I have lived through plenty of loss, lies, betrayals, and broken promises to be the walking Poster Girl for UNFAIRNESS.  I lost my dad at fourteen before I even had a chance to push him off the pedestal.  I've worked for years for a promotion that was promised to me and ultimately denied and after fianlly quitting was doled out to a stranger free of charge.  I work hard and at every pass am made to feel that my best is not good enough because mistakes carry more weight than good ideas and intentions.

For me, I have no choice but to be the good girl that I am.  Somewhere way back in my past it must have been burned into my brain, or else we are born hardwired with the personality we have.  In any case, being UNFAIR simply doesn't register as the thing to do.  I'm not saying I'm perfect, oh I'm so the Poster Girl for UNPERFECTION as well if such a word existed.  I have been angry, frustrated, disappointed and saddened by the UNFAIRNESS of life, but knowing my children will meet it head on one day scares me.  Some part of me wonders if my training in FAIRNESS will leave them completely unprepared to survive in an UNFAIR world. 

Should I be teaching them the truth; that people who put their needs first, who take short cuts, who simply don't care whose feelings get hurt or don't look back to see whose lives are left drowning in their wake are the ones who succeed in the UNFAIR "real" world?  Am I dooming them to failure?  The short answer is most definitely YES.  But here comes my hard wiring again - I simply can't show them a roadmap that I don't have.  I will probably never know what it means to have SUCCESS by life's standards.  I have no grandiose notions of acquiring enough money not to give a crap about how I spend it or having strangers know my name and thinking that they perhaps know me too.  Happiness for me,  survival for me, depends on drowning these notions.  These notions are simply not compatible with my brain.

I fear for my children like all parents do.  We want to protect them from anything bad.  We want them to be safe and happy and healthy and we tell ourselves that if we can just accomplish this holy trinity of parenting then life will be fine.  It will open to them all the opportunities we never had.  It will give them the happiness we dream for them.  But the cynical me will always think in the back of my brain that life isn't going to GIVE them anything.  They will simply have to TAKE IT for themselves.  But my brain starts to overload at this juncture in thought because is TAKING what they want ULTIMATELY UNFAIR?

Monday, September 20, 2010

Breaking The PIGGY Bank

Few things in life have made me feel like an utter and total failure as last week's dilemma.  I know many people are feeling the sting of the GREAT RECESSION, and my family is definitely feeling it.  My bank account often involves a delicate balance and I have to be extremely creative to make it by each month, but within the last year or so I am finding myself teetering on the terrifying edge of being BROKE nearly all the time.

Last week, with virtually nothing left in my checking account and having used all of my savings (which wasn't much to begin with) to pay for household expenses, I had to make a decision: Pay for groceries on my credit card or borrow money from my three year old daughter Hannah's piggy bank.  Well I chose to borrow $100 dollars for groceries and managed to spend a meager $57 on groceries.  I spent $20 on gas and am saving the rest for gas money to make it to the next paycheck.

I feel bad about taking money from her bank, especially considering it was my idea to stow away for her any birthday money she gets from family and friends to be used for college.  I wonder just how many moms like me are facing the same dilemma these days.  I have excellent credit and the thought of paying 14% interest on groceries that will be consumed long before next week when the dilemma starts again, makes me feel ill.  Would other women rather pay back their child or their credit card company?

> _GIVEN RECORDS_
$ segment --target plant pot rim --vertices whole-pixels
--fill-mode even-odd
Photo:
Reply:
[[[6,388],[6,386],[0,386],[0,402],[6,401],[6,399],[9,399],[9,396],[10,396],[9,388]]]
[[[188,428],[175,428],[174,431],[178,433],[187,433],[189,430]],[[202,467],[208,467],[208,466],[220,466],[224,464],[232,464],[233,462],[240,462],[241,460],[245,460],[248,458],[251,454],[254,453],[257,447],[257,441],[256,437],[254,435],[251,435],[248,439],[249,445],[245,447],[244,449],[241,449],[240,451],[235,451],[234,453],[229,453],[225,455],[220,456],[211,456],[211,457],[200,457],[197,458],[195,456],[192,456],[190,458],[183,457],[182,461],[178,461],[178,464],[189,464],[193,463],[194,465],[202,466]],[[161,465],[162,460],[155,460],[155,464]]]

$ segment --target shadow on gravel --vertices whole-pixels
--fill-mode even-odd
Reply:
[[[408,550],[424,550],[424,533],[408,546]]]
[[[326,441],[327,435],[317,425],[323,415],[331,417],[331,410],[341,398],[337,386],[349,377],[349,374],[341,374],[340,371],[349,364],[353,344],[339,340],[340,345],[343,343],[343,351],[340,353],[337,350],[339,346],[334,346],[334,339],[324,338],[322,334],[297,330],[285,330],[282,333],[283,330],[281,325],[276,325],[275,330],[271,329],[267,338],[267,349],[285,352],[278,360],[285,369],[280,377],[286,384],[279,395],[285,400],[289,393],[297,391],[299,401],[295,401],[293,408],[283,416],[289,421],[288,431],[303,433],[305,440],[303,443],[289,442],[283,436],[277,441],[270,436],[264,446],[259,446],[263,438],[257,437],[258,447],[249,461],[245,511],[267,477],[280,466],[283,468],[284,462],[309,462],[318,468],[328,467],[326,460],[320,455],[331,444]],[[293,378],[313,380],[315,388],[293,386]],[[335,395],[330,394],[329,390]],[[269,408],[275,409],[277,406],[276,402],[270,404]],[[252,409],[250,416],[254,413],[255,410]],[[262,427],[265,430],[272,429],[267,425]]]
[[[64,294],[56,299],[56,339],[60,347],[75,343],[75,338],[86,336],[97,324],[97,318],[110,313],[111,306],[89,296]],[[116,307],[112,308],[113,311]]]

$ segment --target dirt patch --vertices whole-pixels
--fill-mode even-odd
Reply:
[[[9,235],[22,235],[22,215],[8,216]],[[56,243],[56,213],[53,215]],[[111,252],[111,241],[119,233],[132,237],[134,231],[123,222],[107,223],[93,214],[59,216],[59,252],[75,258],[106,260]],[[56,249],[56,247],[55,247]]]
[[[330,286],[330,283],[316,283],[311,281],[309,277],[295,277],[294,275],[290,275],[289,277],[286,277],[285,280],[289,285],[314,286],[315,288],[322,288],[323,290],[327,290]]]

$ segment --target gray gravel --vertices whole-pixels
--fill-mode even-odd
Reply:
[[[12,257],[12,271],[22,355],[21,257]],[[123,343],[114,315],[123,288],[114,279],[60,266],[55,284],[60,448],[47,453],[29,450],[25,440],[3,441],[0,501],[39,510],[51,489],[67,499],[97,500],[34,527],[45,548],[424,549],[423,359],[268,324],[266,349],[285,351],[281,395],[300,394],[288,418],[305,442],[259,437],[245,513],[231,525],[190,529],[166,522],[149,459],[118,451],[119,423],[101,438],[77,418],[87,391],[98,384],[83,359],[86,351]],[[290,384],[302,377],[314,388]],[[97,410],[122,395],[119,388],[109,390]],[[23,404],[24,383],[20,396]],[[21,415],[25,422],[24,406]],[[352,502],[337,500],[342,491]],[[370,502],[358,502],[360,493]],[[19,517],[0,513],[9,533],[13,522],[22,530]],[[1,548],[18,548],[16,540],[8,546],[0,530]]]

> _GIVEN REQUEST A_
Please change "gray gravel" to "loose gravel" in the rows from the line with "gray gravel --vertices whole-pixels" to the last line of the rows, and give those lines back with nothing else altered.
> _GIVEN REQUEST B_
Write a continuation of the blog post about borrowing from the piggy bank, starting after its final sentence.
The rows have no connection to the blog post.

> _WRITTEN REPLY A_
$ segment --target loose gravel --vertices whole-pixels
--fill-mode even-odd
Reply:
[[[12,257],[12,271],[22,355],[21,257]],[[123,343],[114,315],[123,288],[114,279],[60,266],[55,284],[60,448],[47,453],[29,450],[25,440],[3,441],[0,501],[39,510],[51,489],[67,499],[97,500],[34,527],[45,548],[424,549],[423,359],[268,324],[266,349],[285,351],[281,395],[300,394],[288,418],[305,442],[259,437],[245,513],[231,525],[190,529],[166,522],[149,459],[118,451],[119,423],[101,438],[77,418],[87,391],[98,384],[83,359],[86,351]],[[290,384],[302,377],[314,388]],[[97,410],[122,395],[119,388],[109,390]],[[23,404],[24,383],[20,396]],[[21,415],[25,422],[24,406]],[[352,502],[337,500],[342,491]],[[370,502],[358,502],[360,493]],[[19,517],[0,513],[9,533],[13,522],[22,530]],[[1,548],[18,548],[16,540],[8,546],[0,530]]]

> _WRITTEN REPLY B_
What helped make me feel ok about it was that it is my job as her mother to make sure she is fed and well cared for today.  I have no idea what tomorrow will bring; only that we must do whatever we can today to ensure that it will be there waiting for us when we come to it.  I remember as a child, having a piggy bank started by my grandmother.  She would put a little money in it every week for me.  One day my mother asked me if I wanted to go to the Catskill Game Farm (an amazing petting zoo that has since closed).  Of course I said yes, but she said that we could only afford to go if we used the money in my piggy bank.  I agreed and off we went.

When my grandmother found out, she was extremely upset.  The money was supposed to be for me, she explained.  But it was; it was my choice to use the money to go to the zoo.  Looking back I can totally see both sides of the coin (pun intended).  I see how you want to save for your child's future, but you also need to remember that getting to that future always has an associated cost.  Whether its for an adventure with your family or just groceries, sometimes we have to stand together as a family.  Maybe its ok to give your child a choice and with that choice, an understanding that things cost money.  My mother had taught me that things are not free and that choosing to spend money on one thing means that you are choosing not to have money to spend on other things.

This morning my daughter begged me for a donut as we drove to my mother's house (Mimi's).  I told her no, repeatedly but the pleading continued.  When we got to Mimi's house she looked me in the eye and said, "Mommy why can't I have a donut?"  So I looked her in the eye with love and sadly a little shame and explained that donuts cost money and mommy doesn't have money for donuts right now.  She said to me in her sweet innocent voice, "That's ok mommy, I have some at home I can give you."  My heart melted. 

She's really doesn't understand she has a piggy bank with real money that is "hers."  In all likelihood she is talking about loose change that she finds around the house and we let her keep.  But hearing that made me believe that if she was old enough to make the choice to help her family, she totally would.  For that, I am the wealthiest person on earth.